%%
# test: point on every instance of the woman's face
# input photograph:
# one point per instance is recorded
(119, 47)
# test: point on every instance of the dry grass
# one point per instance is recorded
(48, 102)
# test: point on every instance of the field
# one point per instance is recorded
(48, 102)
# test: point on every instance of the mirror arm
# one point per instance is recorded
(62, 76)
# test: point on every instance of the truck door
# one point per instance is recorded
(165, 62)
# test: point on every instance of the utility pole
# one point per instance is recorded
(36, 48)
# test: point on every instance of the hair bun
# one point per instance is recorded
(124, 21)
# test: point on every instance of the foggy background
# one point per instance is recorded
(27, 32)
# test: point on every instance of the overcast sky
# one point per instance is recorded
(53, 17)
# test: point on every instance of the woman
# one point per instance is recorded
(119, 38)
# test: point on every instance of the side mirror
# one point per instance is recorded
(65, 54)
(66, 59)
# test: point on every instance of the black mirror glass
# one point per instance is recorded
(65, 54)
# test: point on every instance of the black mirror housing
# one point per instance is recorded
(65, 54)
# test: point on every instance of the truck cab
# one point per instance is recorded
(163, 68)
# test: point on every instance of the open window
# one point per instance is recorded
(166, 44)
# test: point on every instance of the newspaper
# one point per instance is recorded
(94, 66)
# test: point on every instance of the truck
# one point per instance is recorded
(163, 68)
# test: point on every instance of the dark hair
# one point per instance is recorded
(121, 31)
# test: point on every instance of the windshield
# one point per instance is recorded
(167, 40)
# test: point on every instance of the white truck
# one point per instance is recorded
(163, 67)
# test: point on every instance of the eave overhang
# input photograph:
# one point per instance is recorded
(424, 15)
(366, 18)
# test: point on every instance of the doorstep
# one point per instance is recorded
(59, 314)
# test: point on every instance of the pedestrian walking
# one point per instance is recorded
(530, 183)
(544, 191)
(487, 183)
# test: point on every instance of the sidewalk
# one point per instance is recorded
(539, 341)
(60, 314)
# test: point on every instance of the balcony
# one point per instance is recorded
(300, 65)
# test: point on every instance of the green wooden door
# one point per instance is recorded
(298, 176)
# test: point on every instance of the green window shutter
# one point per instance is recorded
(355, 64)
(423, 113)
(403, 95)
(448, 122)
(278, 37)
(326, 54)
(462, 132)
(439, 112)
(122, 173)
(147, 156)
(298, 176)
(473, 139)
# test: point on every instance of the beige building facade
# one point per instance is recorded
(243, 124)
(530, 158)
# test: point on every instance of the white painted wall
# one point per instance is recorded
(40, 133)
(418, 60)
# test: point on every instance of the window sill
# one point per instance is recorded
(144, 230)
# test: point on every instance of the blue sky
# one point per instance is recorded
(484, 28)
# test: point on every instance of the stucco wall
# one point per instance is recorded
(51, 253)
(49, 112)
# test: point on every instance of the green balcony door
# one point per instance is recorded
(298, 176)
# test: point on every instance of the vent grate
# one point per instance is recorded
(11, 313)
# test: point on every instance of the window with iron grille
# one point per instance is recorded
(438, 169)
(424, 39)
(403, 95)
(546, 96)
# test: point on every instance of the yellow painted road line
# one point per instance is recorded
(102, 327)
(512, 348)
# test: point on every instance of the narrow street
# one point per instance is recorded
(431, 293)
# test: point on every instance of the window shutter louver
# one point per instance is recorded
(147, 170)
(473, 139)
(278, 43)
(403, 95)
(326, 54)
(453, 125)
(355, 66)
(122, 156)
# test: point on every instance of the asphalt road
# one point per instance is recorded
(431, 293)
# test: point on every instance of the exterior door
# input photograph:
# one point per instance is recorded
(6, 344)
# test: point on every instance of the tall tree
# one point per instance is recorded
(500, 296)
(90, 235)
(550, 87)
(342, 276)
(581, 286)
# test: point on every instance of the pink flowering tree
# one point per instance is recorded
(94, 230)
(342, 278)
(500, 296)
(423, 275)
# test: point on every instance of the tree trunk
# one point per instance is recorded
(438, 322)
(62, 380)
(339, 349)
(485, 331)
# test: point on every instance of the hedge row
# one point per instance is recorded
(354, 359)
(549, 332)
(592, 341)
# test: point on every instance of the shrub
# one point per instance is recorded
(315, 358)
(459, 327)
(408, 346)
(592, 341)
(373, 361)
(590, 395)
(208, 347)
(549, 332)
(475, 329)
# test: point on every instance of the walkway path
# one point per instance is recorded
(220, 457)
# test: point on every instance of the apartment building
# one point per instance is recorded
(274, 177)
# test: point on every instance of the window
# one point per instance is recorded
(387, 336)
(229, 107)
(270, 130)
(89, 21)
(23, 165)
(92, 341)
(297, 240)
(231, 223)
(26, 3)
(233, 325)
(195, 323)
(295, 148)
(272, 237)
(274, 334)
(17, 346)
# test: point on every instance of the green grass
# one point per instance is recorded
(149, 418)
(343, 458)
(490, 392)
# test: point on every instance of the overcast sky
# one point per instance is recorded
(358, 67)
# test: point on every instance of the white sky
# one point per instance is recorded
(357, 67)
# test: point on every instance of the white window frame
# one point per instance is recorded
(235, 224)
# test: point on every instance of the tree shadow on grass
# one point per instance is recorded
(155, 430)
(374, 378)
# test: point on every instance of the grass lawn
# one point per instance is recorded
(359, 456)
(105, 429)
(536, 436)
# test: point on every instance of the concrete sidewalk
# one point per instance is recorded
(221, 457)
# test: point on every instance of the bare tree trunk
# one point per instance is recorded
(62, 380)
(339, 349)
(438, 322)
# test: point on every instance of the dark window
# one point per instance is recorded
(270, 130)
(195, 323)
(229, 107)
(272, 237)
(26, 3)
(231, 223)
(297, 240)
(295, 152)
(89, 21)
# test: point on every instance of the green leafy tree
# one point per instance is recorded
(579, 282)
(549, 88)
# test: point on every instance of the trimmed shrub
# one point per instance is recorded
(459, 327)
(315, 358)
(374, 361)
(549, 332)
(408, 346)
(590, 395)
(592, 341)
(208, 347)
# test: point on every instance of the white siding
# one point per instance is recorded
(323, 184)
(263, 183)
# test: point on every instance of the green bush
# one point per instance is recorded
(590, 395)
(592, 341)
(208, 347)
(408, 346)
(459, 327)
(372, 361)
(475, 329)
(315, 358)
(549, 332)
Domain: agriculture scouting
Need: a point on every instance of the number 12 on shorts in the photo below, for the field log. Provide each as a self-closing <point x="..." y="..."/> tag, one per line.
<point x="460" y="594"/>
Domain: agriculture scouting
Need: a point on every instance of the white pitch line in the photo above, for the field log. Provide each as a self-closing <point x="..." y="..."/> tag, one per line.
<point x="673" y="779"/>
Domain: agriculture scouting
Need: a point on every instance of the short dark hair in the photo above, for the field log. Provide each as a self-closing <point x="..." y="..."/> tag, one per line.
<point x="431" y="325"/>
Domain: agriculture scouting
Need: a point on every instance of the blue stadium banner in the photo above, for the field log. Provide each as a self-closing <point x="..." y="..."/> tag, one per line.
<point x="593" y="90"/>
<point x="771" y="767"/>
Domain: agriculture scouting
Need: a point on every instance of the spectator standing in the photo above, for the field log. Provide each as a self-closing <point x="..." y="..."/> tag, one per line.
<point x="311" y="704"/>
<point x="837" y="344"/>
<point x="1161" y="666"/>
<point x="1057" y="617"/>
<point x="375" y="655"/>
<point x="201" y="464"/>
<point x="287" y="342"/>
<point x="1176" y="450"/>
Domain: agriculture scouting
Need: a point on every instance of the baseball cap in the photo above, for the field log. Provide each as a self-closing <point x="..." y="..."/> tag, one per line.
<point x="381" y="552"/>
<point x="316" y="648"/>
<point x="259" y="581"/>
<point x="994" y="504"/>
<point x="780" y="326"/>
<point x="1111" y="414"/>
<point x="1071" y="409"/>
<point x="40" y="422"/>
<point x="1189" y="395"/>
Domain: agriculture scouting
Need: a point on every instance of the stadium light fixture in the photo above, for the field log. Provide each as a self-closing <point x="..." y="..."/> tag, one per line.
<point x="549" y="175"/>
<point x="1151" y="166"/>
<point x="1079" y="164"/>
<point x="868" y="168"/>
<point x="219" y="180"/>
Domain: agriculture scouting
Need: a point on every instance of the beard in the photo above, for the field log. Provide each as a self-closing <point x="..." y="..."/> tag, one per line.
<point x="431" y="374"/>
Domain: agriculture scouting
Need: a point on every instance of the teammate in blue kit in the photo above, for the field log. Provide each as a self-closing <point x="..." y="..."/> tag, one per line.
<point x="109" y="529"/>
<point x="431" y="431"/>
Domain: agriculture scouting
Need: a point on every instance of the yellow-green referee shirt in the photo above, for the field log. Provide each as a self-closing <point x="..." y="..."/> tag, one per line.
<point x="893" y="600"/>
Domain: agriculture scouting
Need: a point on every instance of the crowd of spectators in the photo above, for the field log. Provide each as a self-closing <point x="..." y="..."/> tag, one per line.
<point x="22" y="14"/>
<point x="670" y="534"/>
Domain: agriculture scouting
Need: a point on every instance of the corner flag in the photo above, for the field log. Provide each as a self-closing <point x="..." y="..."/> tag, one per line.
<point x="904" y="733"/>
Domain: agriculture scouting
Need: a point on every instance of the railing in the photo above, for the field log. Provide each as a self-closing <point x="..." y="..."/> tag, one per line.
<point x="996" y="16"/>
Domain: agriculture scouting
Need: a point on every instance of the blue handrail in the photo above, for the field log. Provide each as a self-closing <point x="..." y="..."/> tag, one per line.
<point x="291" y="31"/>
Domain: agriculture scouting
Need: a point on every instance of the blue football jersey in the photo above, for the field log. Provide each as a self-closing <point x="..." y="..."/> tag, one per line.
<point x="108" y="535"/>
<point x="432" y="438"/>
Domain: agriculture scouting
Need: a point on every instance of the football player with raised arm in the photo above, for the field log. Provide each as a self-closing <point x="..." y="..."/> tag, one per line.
%%
*ИНСТРУКЦИЯ К ЗАДАНИЮ:* Приведите из записей выше каждую строку, где встречается слово «grass», полностью и с учетом регистра букв.

*ПИСЬМЕННЫЙ ОТВЕТ:*
# test: point on every instance of the dry grass
# test: point on every instance of the green grass
# test: point on every instance of the tree shadow on grass
# test: point on every instance of the grass lawn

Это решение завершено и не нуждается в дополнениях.